■ **Set tasks**
**1)** Answer these from the Hot Toys conversation, one line each:
(a) According to the speaker, what is the DX12?
(b) Why are the figures' heads removable?
(c) Where would this piece fall in the speaker's collection?
**2)** Update the stretch from "I can tell by" through "the Hot Toys." in the Hot Toys conversation, putting "maker" where "manufacturer" now stands.
**3)** Based on the Hot Toys conversation, why are these figures highly sought-after?

■ **Excerpted passage**
So not Val Kilmer then? - Check it out.
- Okay, so wow The Dark Knight Rises, Hot Toys.
I can tell by the box this is the piece That I've been after for some time now.
What does "DX" mean? The DX12 is the latest issue of The Dark Knight Batman.
I don't think there's a finer manufacturer Of high-end action figures on the market today - Than the Hot Toys.
- Every time they put one out, They're more and more realistic.
They go out of their way to make the action figure Pretty screen accurate.
The heads are removable To reenact different scenes from the films.
They're highly poseable, and the production's limited, So they're highly sought-after, and They're pricey though, ain't they? Yes, yes they are.
These are big action figures, With the amount of accessories that a young Kevin Smith Would have just, you know, lost his mind over.
But these kind of toys, they're not for kids.
Nobody's buying this Batman version And giving it to a child.
Not after you paid Unless that kid is Richie Rich.
So why you looking to get this one, though? Well, this would be The second-to-last piece in my collection.

■ **Data**

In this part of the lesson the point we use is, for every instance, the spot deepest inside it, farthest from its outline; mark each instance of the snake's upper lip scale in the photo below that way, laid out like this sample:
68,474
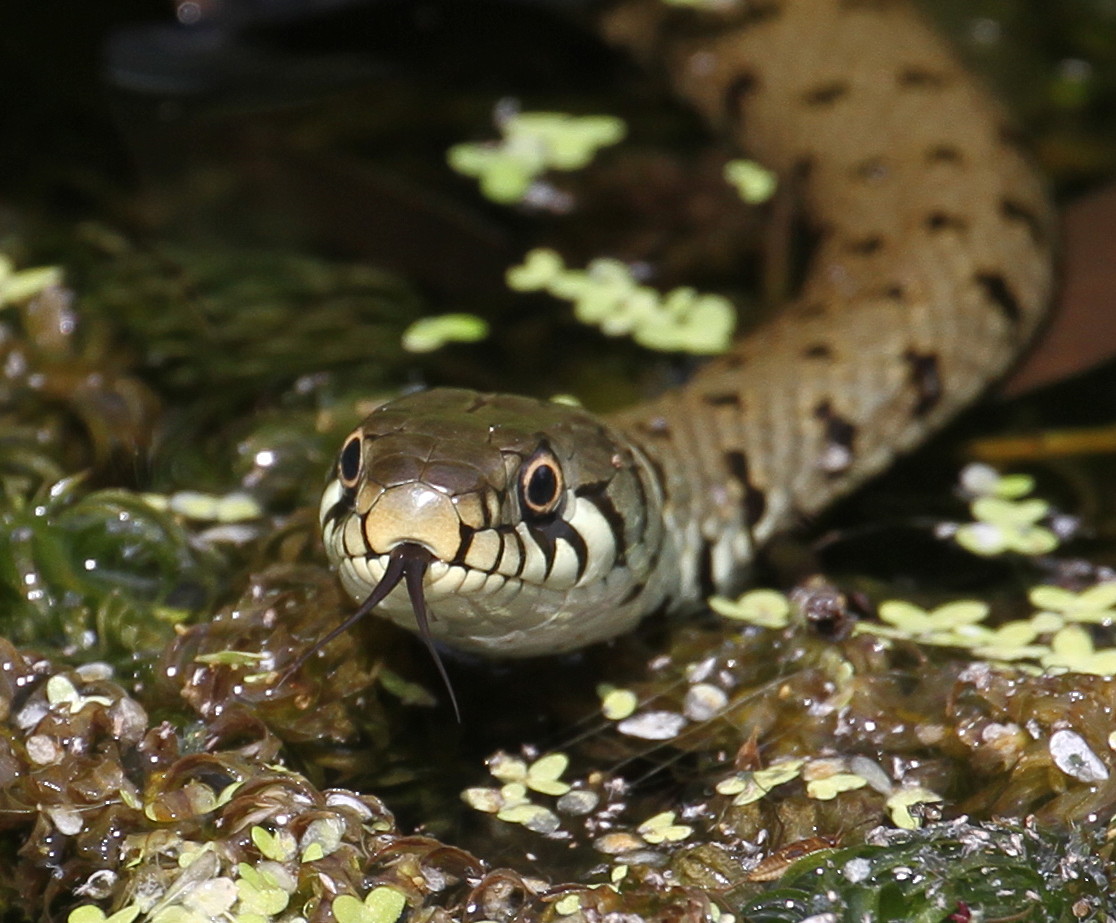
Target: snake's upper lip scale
406,561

■ **Exercise responses**
**1)**
(a) The latest issue of The Dark Knight Batman.
(b) So different scenes from the films can be reenacted.
(c) It would be the second-to-last piece.

**2)**
I can tell by the box this is the piece That I've been after for some time now.
What does "DX" mean? The DX12 is the latest issue of The Dark Knight Batman.
I don't think there's a finer maker Of high-end action figures on the market today - Than the Hot Toys.

**3)** They are highly poseable, and their production is limited.